DIRECTIVES:
1. In the code extract, which company holds the copyright, and for which years?
2. Reproduce the part of the code extract starting at "namespace arm_compute" and ending at "const PadStrideInfo &conv_info)".

/*
 * Copyright (c) 2022-2023 Arm Limited.
 *
 * SPDX-License-Identifier: MIT
 *
 * Permission is hereby granted, free of charge, to any person obtaining a copy
 * of this software and associated documentation files (the "Software"), to
 * deal in the Software without restriction, including without limitation the
 * rights to use, copy, modify, merge, publish, distribute, sublicense, and/or
 * sell copies of the Software, and to permit persons to whom the Software is
 * furnished to do so, subject to the following conditions:
 *
 * The above copyright notice and this permission notice shall be included in all
 * copies or substantial portions of the Software.
 *
 * THE SOFTWARE IS PROVIDED "AS IS", WITHOUT WARRANTY OF ANY KIND, EXPRESS OR
 * IMPLIED, INCLUDING BUT NOT LIMITED TO THE WARRANTIES OF MERCHANTABILITY,
 * FITNESS FOR A PARTICULAR PURPOSE AND NONINFRINGEMENT. IN NO EVENT SHALL THE
 * AUTHORS OR COPYRIGHT HOLDERS BE LIABLE FOR ANY CLAIM, DAMAGES OR OTHER
 * LIABILITY, WHETHER IN AN ACTION OF CONTRACT, TORT OR OTHERWISE, ARISING FROM,
 * OUT OF OR IN CONNECTION WITH THE SOFTWARE OR THE USE OR OTHER DEALINGS IN THE
 * SOFTWARE.
 */
#ifndef ACL_SRC_CPU_KERNELS_DIRECTCONV2D_NCHW_IMPL_H
#define ACL_SRC_CPU_KERNELS_DIRECTCONV2D_NCHW_IMPL_H

#include "arm_compute/core/Error.h"
#include "arm_compute/core/Helpers.h"
#include "arm_compute/core/IAccessWindow.h"
#include "arm_compute/core/ITensor.h"
#include "arm_compute/core/Types.h"
#include "arm_compute/core/Utils.h"

#include "src/core/helpers/WindowHelpers.h"
#include "src/core/NEON/kernels/detail/NEDirectConvolutionDetail.h"
#include "src/core/NEON/wrapper/wrapper.h"

#include <algorithm>

namespace arm_compute
{
namespace cpu
{
namespace kernels
{
template <typename T>
void convolve_nchw(
    const Window &window, const ITensor *src, const ITensor *weights, ITensor *dst, const PadStrideInfo &conv_info)

ENTRIES PROVIDED:
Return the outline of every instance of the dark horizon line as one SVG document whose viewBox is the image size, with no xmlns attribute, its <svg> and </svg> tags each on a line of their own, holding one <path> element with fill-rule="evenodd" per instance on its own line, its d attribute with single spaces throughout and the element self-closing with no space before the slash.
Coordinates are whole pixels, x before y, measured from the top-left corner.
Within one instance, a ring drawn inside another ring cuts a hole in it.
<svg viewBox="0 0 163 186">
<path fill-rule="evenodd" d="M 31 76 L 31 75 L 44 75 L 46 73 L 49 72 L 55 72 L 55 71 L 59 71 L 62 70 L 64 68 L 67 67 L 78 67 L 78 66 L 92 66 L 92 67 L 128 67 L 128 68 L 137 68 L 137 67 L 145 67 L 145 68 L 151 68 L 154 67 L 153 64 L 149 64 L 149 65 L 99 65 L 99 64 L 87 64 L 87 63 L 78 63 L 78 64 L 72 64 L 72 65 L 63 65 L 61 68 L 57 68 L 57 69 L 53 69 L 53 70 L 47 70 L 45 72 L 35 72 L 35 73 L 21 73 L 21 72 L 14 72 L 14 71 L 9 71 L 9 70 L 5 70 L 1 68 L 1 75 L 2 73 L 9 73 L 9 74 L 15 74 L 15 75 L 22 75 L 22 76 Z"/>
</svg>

ANSWERS:
1. Arm Limited, 2022–2023.

2.
namespace arm_compute
{
namespace cpu
{
namespace kernels
{
template <typename T>
void convolve_nchw(
    const Window &window, const ITensor *src, const ITensor *weights, ITensor *dst, const PadStrideInfo &conv_info)